## Start INPUT FOR THIS TASK

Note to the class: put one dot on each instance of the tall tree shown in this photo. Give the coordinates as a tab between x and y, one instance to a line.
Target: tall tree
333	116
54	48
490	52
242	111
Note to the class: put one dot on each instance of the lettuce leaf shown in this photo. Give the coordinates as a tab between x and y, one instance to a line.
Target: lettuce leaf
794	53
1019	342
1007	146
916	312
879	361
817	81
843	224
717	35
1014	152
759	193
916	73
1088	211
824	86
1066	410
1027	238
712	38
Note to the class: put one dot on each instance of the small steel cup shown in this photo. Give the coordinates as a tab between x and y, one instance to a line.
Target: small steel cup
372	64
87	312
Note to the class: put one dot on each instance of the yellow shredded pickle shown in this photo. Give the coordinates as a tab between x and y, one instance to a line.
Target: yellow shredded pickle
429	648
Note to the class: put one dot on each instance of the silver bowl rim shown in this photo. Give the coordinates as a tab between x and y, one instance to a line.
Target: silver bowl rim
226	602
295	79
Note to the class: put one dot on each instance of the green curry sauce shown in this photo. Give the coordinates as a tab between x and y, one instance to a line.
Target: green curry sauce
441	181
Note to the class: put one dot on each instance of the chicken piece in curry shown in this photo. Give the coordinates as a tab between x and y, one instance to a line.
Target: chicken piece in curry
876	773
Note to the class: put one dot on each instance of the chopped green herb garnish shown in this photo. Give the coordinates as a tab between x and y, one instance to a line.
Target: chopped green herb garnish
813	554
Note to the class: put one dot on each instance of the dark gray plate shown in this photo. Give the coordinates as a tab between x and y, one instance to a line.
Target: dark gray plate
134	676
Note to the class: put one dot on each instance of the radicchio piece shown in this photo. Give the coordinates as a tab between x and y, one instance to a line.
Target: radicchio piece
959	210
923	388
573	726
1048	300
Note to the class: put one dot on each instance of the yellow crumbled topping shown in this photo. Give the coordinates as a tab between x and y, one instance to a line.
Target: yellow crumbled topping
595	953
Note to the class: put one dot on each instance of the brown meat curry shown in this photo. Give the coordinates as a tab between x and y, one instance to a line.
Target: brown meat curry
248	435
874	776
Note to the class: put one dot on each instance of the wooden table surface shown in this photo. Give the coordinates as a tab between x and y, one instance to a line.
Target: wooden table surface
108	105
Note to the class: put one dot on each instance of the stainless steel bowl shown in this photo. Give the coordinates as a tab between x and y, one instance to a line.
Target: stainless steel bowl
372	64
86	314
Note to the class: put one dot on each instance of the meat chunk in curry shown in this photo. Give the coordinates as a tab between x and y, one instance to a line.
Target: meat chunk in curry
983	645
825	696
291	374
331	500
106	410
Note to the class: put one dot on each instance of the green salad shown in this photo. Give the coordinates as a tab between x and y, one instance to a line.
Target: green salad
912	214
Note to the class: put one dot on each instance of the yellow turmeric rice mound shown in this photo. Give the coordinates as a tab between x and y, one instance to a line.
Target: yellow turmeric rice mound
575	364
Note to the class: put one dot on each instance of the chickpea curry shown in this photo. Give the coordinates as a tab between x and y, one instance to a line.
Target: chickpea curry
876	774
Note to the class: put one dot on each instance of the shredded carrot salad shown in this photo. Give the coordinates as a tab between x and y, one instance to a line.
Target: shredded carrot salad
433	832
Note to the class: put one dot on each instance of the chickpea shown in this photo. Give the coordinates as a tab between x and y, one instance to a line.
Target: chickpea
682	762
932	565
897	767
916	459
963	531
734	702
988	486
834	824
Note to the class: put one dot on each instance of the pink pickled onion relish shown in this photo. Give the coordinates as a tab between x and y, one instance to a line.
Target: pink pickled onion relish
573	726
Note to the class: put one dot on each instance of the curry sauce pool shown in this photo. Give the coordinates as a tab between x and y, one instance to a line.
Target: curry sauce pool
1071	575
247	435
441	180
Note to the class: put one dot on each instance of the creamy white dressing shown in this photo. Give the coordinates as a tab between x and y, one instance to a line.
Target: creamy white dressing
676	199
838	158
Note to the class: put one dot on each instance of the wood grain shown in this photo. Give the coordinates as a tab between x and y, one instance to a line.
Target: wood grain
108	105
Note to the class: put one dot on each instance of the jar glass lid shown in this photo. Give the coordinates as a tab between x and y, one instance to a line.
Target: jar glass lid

## End INPUT FOR THIS TASK

GIVEN PROBLEM » Please reproduce each record precisely as written.

CORRECT ANSWER »
Note to the class: put one dot on each instance of the tall tree shown in this photo. Give the coordinates as a tab between x and y, one instance to a line.
Target: tall tree
333	116
54	48
490	52
242	111
Note to the class: put one dot on each instance of the lettuce leaf shown in this photo. Give the coordinates as a tab between x and y, one instance to a line.
Target: lettuce leaf
794	53
1019	342
1007	146
916	312
879	361
817	81
843	224
717	35
1014	152
759	193
916	73
1088	211
824	86
1066	410
1027	238
712	38
Note to the class: put one dot on each instance of the small steel cup shown in this photo. Give the coordinates as a tab between x and y, one instance to a line.
Target: small steel cup
372	64
87	312
Note to the class: put one dot on each instance of the yellow shredded pickle shown in this photo. Give the coordinates as a tab between x and y, one instance to a line.
Target: yellow shredded pickle
429	648
Note to the class: put one dot on each instance of the silver bowl rim shown in this photo. Give the coordinates as a tab between x and y, one instance to a line.
Target: silver bowl rim
226	602
295	79
Note to the class: put one dot on each instance of the green curry sauce shown in this photo. Give the coordinates as a tab between x and y, one instance to a line.
Target: green curry sauce
441	181
Note to the class: put one dot on each instance of the chicken piece in curry shown in this photo. Give the coordinates as a tab between x and y, one instance to a line.
Target: chicken piece in curry
876	773
Note to the class: put one dot on each instance of the chopped green herb garnish shown in this photo. Give the coordinates as a tab between x and y, one instance to a line.
Target: chopped green herb garnish
813	554
Note to the class: put one dot on each instance of the dark gray plate shown in this photo. Give the coordinates as a tab between x and y, one instance to a line.
Target: dark gray plate
134	676
Note to the class: put one dot on each instance of the radicchio piece shown in this photo. Give the coordinates as a tab between x and y, one instance to a line.
Target: radicchio piece
959	210
923	388
573	726
1048	300
Note to the class: put one dot on each instance of the yellow crumbled topping shown in this photo. Give the coordinates as a tab between x and y, one instance to a line.
Target: yellow crumbled topping
595	953
Note to the class: put one dot on each instance of the brown meat curry shown in this photo. Give the coordinates as a tab between x and y, one instance to a line.
Target: brown meat curry
248	435
874	776
Note to the class: put one dot on each instance of the wooden table surface shown in this photo. Give the coordinates as a tab between x and y, one instance to a line.
Target: wooden table surface
108	105
Note to the class: put one dot on each instance of the stainless steel bowl shown in this photo. Give the coordinates as a tab between x and y, one instance to a line.
Target: stainless steel bowl
372	64
86	314
Note to the class: put one dot on each instance of the meat chunk in curry shown in this photo. Give the coordinates as a tab between x and y, one instance to a line.
Target: meat chunk in curry
983	645
825	696
291	374
331	500
106	410
Note to the class: put one dot on each instance of the green salad shown in this photo. Give the coordinates as a tab between x and y, one instance to a line.
Target: green salad
912	214
Note to the class: put one dot on each instance of the yellow turmeric rice mound shown in this photo. Give the coordinates as a tab between x and y, one instance to a line.
Target: yellow turmeric rice mound
575	364
Note to the class: put one dot on each instance of the chickpea curry shown in this photo. Give the coordinates as a tab between x and y, one instance to a line.
Target: chickpea curry
876	774
Note to the class: put one dot on each instance of the shredded carrot salad shown in this photo. Give the coordinates as a tab between x and y, one instance to a line.
Target: shredded carrot salad
433	832
Note to the class: put one dot on each instance of the chickpea shown in this photo. Give the coordinates as a tab between x and y, one instance to a line.
Target: chickpea
682	762
932	565
897	767
916	459
963	531
734	702
988	486
834	824
Note to the class: put one dot on each instance of the pink pickled onion relish shown in this photo. Give the coordinates as a tab between x and y, one instance to a line.
Target: pink pickled onion relish
573	726
Note to the class: put one dot on each instance of the curry sauce pool shown in this photo. Give the coordinates as a tab between x and y, one instance to a line.
Target: curry sauce pool
1071	575
247	435
441	180
Note to the class: put one dot on each instance of the creamy white dressing shown in this photo. Give the coordinates as a tab between x and y, one instance to a line.
Target: creamy white dressing
676	199
838	158
Note to the class: put one dot on each instance of the wood grain shown in this photo. Give the coordinates as a tab between x and y, one instance to a line.
Target: wood grain
108	105
Note to the class: put one dot on each instance of the jar glass lid shown in this photo. Give the coordinates as a tab between x and y, one instance to a line.
Target: jar glass lid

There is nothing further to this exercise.